> _TASK REQUIREMENTS_
Only the lines from the one with "Note: for this drill we locate the driveway" to the end of the material should be reproduced, exactly and in full, both ends included.

"""

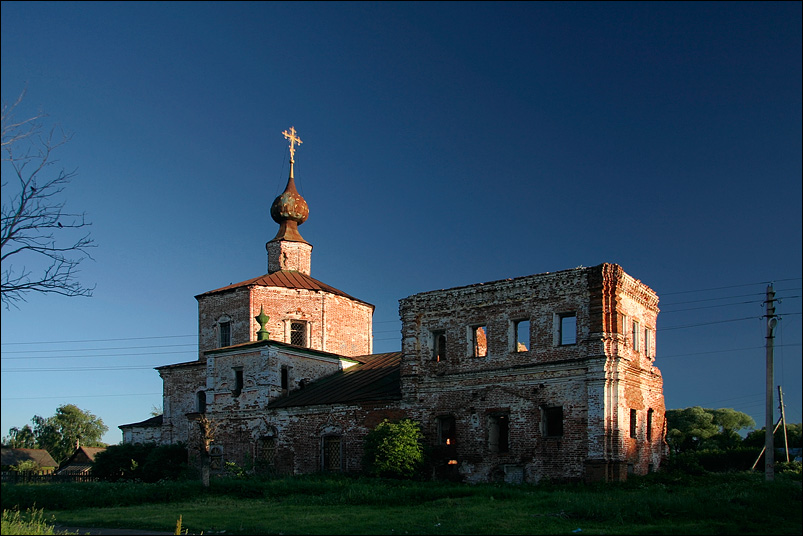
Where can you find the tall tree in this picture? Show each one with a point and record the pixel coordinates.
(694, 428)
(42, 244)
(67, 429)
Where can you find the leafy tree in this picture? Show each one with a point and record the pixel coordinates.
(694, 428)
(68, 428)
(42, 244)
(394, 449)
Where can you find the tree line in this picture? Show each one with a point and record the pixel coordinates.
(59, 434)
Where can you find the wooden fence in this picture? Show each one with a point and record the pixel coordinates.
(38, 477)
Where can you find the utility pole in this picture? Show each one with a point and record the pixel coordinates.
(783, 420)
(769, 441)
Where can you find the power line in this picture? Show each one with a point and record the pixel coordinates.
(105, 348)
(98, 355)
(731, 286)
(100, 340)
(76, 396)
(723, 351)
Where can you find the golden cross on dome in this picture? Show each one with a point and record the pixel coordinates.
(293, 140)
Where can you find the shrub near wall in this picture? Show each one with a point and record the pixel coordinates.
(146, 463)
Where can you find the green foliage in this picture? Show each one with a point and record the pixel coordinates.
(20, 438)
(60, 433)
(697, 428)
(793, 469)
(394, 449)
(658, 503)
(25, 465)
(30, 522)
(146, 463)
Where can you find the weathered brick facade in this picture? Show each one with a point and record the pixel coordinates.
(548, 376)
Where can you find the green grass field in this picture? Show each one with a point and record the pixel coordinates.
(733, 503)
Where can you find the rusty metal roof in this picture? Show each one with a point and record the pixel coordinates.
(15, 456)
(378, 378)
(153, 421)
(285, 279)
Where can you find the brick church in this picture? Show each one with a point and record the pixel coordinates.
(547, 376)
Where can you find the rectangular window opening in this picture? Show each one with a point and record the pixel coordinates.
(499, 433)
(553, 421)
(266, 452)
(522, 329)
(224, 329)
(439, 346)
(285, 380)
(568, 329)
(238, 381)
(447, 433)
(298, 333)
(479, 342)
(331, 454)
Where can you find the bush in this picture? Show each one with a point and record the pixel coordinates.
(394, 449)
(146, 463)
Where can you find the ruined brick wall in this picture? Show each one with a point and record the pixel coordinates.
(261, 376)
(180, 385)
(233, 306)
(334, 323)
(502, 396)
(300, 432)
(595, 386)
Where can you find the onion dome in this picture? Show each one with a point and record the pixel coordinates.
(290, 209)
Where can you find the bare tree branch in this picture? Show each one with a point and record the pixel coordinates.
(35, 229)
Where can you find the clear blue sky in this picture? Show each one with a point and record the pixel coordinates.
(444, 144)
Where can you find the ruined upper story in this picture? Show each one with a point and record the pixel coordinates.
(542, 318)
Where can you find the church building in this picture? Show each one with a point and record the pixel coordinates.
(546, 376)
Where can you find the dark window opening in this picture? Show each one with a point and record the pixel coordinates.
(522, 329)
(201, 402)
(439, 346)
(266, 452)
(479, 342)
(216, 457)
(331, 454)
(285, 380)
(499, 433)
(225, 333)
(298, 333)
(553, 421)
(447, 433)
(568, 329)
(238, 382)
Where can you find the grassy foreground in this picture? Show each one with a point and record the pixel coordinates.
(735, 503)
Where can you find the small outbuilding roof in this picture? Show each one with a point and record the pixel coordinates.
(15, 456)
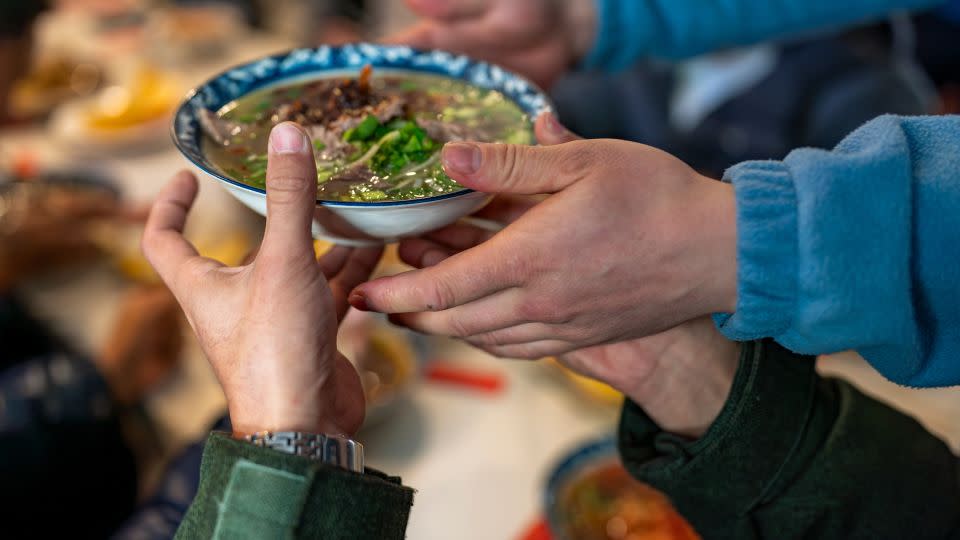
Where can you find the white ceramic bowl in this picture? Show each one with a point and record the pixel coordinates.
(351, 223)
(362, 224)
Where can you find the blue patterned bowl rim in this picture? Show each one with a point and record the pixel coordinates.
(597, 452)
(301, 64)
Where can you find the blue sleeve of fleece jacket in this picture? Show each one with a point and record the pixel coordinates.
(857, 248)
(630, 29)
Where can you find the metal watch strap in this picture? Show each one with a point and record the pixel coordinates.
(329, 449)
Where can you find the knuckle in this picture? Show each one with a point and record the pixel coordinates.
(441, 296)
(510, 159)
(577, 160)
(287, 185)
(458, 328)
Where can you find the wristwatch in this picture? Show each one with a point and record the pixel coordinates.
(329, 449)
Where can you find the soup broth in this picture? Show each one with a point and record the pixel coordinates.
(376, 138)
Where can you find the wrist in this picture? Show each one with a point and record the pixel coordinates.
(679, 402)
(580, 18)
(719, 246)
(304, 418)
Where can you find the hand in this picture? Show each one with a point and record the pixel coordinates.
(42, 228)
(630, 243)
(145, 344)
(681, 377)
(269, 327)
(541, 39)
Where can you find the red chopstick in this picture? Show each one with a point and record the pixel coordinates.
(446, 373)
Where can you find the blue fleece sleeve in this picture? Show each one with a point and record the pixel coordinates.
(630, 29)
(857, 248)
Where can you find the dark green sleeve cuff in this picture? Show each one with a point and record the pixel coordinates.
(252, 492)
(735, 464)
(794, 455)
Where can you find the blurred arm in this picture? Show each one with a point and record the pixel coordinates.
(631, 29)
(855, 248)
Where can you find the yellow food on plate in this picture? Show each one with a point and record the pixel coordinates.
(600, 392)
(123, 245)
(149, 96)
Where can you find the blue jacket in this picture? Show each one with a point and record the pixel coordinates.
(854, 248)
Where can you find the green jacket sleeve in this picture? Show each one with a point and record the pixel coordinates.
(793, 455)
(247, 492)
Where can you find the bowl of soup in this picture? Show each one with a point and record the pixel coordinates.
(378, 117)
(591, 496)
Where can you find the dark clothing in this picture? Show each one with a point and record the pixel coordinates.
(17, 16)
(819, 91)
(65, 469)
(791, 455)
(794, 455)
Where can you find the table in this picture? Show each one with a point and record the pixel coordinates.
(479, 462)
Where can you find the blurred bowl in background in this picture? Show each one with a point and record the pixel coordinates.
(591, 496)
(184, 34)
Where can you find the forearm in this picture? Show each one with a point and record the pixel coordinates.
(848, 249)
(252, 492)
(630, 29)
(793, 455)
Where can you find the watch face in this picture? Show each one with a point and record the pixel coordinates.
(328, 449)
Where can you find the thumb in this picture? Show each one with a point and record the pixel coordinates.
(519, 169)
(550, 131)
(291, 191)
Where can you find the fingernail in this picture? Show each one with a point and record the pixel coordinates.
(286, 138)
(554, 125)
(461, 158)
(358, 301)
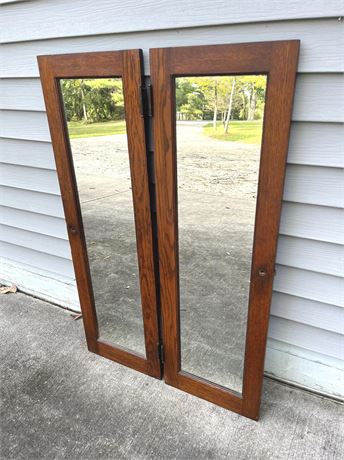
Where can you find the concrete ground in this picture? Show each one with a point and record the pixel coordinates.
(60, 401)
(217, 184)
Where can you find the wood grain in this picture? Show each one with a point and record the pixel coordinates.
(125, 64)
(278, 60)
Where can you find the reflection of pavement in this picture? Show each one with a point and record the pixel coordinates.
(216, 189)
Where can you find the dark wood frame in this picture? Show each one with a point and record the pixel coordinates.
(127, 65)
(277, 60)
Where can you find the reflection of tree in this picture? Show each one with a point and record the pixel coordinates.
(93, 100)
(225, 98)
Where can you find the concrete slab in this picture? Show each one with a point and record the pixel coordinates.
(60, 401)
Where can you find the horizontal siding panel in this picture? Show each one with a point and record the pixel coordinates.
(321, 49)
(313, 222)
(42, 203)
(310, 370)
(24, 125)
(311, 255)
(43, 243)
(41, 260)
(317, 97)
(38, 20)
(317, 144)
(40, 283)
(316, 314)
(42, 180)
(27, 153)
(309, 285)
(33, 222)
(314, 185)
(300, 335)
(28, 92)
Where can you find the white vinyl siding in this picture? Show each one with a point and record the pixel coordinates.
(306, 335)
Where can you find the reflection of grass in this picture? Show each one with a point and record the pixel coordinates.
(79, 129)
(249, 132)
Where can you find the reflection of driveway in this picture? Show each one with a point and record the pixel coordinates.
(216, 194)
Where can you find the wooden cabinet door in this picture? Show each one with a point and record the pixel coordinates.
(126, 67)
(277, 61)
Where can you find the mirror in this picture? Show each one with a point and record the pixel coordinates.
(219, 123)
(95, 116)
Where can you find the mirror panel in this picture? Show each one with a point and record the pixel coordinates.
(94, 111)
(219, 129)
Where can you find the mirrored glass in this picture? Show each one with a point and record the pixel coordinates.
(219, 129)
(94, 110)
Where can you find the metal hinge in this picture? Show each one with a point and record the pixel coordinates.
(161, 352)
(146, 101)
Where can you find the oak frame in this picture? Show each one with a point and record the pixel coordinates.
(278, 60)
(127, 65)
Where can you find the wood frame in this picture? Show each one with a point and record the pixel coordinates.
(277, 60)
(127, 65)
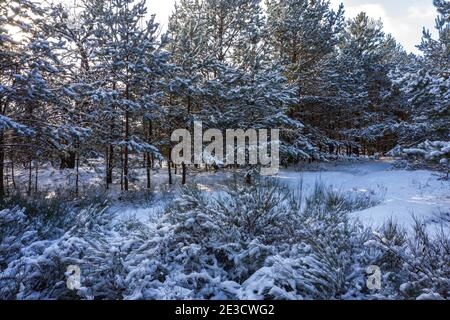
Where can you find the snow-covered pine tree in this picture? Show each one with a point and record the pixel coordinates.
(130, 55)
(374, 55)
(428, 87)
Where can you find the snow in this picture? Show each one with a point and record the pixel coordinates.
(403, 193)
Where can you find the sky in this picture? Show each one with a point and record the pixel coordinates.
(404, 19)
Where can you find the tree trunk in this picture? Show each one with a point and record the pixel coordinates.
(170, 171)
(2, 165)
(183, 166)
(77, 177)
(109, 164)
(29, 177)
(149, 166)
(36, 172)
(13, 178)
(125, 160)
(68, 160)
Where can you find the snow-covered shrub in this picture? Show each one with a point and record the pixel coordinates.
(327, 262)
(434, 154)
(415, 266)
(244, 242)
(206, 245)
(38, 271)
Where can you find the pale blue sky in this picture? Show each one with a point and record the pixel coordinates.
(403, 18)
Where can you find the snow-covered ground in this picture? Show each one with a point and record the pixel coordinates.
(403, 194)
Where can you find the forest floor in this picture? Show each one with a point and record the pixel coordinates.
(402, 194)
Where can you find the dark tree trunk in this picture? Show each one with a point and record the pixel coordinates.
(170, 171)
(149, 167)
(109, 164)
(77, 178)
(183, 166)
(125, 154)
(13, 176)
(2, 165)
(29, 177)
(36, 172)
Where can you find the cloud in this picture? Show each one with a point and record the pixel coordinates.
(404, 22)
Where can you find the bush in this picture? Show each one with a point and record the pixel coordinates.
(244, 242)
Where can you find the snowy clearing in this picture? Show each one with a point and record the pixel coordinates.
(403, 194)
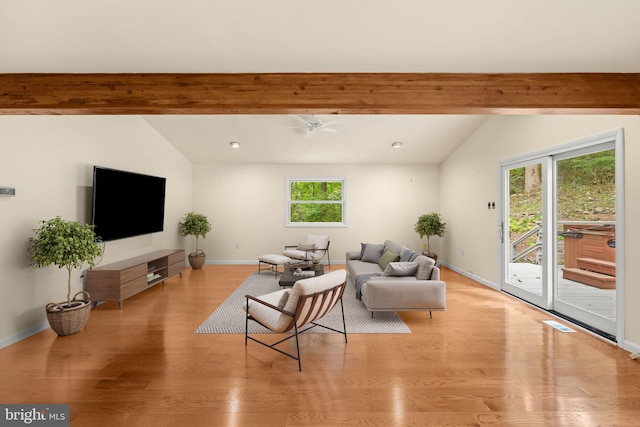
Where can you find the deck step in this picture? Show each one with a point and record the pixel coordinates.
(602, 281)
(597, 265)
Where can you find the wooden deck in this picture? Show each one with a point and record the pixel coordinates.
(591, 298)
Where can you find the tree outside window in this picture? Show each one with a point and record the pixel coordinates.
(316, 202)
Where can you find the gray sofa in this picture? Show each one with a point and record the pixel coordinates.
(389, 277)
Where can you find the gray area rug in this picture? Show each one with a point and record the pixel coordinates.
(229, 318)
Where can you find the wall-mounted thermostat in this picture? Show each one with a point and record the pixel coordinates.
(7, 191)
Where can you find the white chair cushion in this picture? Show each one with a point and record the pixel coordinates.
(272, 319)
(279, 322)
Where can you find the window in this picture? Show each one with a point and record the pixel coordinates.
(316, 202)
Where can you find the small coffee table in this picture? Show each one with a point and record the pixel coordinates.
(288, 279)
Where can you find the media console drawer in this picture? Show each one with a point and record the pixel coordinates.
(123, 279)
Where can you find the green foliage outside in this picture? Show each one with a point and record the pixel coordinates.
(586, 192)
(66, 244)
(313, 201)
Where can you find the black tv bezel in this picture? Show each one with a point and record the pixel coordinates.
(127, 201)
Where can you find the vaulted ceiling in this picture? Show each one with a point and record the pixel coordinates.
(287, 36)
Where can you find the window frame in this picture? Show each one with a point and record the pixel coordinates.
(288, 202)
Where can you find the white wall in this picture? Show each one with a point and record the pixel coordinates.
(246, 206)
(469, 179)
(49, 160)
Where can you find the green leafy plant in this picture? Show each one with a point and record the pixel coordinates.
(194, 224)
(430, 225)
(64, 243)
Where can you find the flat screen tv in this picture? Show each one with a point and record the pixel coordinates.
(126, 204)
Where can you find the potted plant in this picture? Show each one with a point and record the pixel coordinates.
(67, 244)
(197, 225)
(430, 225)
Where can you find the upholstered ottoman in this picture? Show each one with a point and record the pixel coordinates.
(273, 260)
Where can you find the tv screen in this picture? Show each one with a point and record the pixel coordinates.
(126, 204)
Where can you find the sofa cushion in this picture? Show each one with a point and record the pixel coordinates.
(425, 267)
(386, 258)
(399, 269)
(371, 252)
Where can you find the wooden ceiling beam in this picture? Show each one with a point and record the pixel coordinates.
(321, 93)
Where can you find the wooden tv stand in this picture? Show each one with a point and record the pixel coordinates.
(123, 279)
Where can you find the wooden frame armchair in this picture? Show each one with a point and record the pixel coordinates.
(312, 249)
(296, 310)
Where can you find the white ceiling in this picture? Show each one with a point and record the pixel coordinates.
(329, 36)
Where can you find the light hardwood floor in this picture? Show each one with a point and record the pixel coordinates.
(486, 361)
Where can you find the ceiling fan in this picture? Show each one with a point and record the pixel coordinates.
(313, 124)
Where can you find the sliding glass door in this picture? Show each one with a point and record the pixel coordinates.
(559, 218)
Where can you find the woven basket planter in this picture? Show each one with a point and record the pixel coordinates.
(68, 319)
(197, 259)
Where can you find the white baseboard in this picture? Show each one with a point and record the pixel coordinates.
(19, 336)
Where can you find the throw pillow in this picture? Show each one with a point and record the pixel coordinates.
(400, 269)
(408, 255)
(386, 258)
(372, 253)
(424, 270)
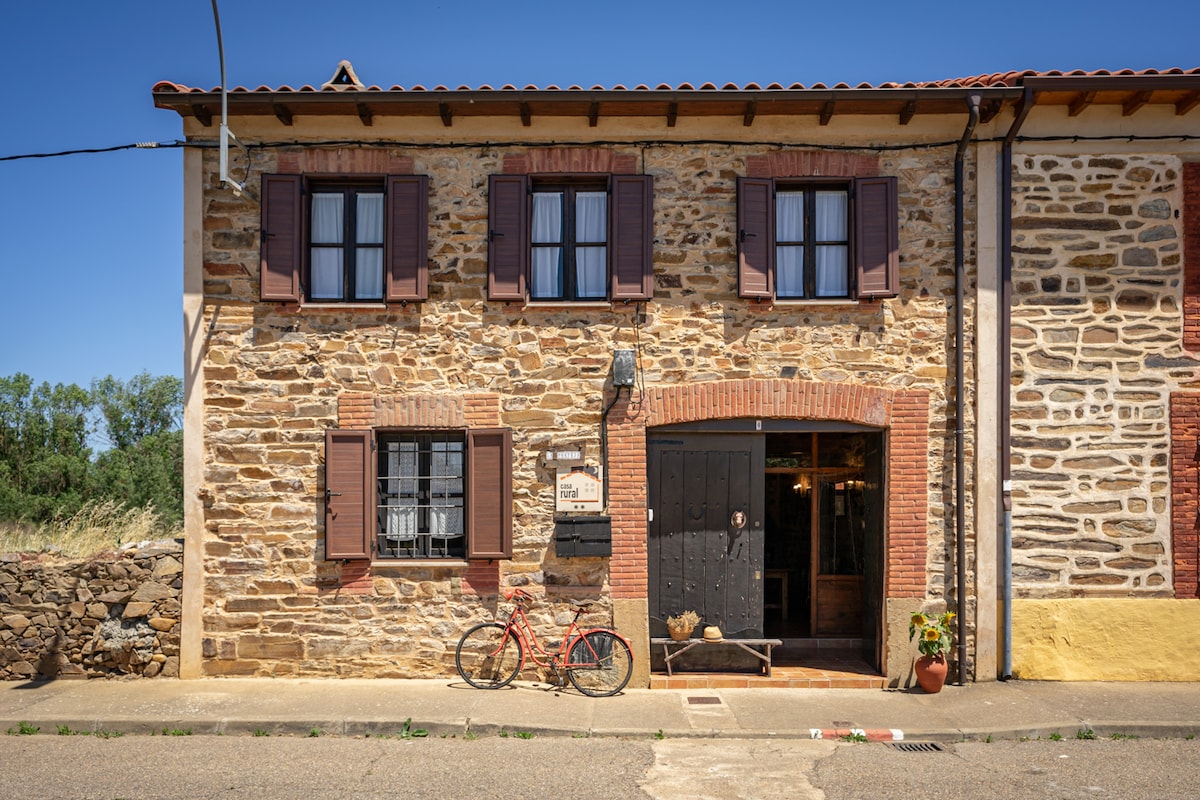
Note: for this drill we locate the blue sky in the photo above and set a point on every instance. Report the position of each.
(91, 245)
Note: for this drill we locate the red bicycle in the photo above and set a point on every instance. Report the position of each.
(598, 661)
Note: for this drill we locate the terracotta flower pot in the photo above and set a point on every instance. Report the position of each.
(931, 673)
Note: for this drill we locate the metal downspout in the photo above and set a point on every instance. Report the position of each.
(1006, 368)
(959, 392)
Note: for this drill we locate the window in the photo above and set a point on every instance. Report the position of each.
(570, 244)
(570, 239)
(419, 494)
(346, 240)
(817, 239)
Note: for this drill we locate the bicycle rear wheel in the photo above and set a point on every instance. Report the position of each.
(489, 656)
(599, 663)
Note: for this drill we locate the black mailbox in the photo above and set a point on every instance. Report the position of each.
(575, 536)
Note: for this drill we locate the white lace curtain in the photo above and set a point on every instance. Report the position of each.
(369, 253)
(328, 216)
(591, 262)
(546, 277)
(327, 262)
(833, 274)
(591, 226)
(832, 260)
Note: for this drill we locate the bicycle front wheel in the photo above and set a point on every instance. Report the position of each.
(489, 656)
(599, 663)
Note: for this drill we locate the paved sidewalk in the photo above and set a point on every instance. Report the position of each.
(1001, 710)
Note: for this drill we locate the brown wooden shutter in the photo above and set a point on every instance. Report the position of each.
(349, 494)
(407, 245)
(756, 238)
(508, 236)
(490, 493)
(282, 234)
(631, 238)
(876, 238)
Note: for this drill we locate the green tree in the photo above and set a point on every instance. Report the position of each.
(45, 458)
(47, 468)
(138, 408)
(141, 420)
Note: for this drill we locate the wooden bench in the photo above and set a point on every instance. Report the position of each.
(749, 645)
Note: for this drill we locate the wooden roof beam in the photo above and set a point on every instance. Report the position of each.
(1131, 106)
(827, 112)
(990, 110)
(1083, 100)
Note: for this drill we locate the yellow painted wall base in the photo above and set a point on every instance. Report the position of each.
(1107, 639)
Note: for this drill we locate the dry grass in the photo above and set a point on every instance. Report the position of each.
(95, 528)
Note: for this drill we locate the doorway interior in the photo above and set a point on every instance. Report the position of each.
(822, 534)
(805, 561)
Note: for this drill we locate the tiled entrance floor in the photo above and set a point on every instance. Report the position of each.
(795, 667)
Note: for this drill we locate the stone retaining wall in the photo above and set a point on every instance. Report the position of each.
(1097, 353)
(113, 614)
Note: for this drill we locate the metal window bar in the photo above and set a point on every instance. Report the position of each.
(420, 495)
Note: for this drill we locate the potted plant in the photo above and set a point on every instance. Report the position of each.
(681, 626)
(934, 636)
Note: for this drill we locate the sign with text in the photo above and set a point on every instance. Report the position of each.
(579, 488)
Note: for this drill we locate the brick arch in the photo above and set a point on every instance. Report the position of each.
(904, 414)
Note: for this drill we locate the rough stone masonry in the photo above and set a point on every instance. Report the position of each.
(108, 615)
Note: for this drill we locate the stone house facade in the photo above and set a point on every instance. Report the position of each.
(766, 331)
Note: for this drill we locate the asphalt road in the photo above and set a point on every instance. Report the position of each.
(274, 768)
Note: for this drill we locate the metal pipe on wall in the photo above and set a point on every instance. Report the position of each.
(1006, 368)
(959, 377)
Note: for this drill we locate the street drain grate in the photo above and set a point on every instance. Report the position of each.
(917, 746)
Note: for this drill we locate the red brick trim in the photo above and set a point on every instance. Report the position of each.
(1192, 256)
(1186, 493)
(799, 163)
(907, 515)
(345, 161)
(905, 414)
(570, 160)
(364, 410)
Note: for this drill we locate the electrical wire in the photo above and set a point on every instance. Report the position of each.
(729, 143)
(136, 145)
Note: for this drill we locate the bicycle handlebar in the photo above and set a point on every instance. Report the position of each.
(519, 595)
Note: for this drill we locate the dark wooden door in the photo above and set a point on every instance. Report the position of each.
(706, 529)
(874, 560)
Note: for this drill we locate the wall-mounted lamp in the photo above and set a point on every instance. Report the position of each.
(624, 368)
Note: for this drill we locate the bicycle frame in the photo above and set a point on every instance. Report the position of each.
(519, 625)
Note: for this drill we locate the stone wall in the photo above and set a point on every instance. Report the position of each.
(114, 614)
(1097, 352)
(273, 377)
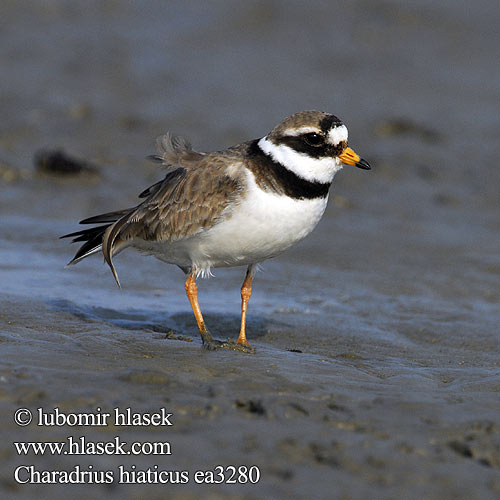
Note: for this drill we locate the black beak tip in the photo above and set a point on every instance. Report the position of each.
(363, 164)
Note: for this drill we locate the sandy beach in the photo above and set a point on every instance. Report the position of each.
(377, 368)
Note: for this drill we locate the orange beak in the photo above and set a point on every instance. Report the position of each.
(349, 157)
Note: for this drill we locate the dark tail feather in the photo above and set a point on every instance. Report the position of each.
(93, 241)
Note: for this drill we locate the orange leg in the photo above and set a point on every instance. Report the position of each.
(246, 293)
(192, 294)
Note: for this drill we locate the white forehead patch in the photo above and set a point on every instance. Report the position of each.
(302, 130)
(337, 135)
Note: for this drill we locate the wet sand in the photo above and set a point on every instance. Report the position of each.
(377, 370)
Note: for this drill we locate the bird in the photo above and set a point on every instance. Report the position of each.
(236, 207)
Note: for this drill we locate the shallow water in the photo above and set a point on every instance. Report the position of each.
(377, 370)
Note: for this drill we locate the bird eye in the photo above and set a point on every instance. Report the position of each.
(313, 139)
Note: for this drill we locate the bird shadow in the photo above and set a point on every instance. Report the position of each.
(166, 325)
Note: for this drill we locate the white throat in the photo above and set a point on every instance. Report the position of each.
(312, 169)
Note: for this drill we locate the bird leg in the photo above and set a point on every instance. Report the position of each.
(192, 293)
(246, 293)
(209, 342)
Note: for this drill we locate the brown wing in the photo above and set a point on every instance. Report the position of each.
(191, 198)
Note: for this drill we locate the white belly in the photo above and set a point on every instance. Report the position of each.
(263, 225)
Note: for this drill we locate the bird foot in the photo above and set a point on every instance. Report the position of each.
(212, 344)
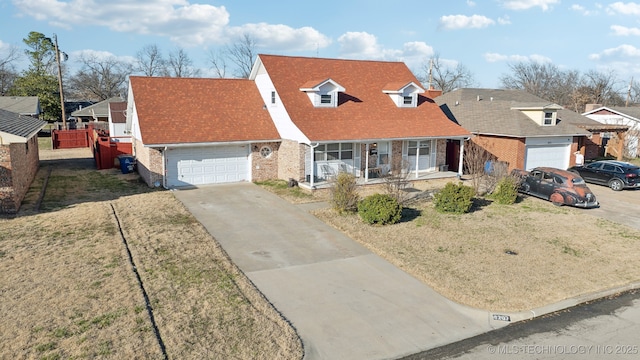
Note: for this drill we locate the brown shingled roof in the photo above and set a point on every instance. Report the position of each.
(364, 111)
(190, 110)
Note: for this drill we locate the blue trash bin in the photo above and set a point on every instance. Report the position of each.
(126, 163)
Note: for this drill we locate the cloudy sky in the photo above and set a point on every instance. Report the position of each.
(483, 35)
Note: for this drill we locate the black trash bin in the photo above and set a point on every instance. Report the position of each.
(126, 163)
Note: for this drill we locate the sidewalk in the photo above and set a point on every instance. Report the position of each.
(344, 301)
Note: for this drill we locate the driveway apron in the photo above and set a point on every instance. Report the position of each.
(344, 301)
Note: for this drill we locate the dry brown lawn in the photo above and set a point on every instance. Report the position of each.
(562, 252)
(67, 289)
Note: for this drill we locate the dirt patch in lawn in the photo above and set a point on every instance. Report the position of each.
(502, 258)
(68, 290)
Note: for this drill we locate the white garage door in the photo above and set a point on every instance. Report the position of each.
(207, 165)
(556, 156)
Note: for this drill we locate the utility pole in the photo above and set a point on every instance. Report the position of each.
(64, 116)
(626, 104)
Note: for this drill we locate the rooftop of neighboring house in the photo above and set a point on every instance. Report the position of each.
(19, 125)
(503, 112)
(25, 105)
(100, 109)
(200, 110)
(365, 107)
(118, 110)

"""

> _RESULT OF THIS TASK_
Note: for this drill we locate the driveway apron in the photo above and set a point on every instance. Report the position of each.
(344, 301)
Note: for this drill we locate the dry brown lawn in the photo above and set a point on every instance. Report the position of each.
(562, 252)
(67, 289)
Note: for this drill we locate the dirt patch in lawn in the photo above and set a point on every instance. Report the position of each.
(502, 258)
(68, 290)
Note: for this drill we locate the white garage door in the photo above and set a point on every instance. Report the position of each.
(207, 165)
(556, 156)
Note: for this drill we locate the utility pole in the photo above and set a point on every instance. Report the position of each.
(64, 116)
(626, 104)
Note: for this drill we locate the rooftop of neighboring house in the photo above and set a point on every instance. Report the position of each.
(19, 125)
(503, 112)
(25, 105)
(100, 109)
(200, 110)
(365, 107)
(118, 110)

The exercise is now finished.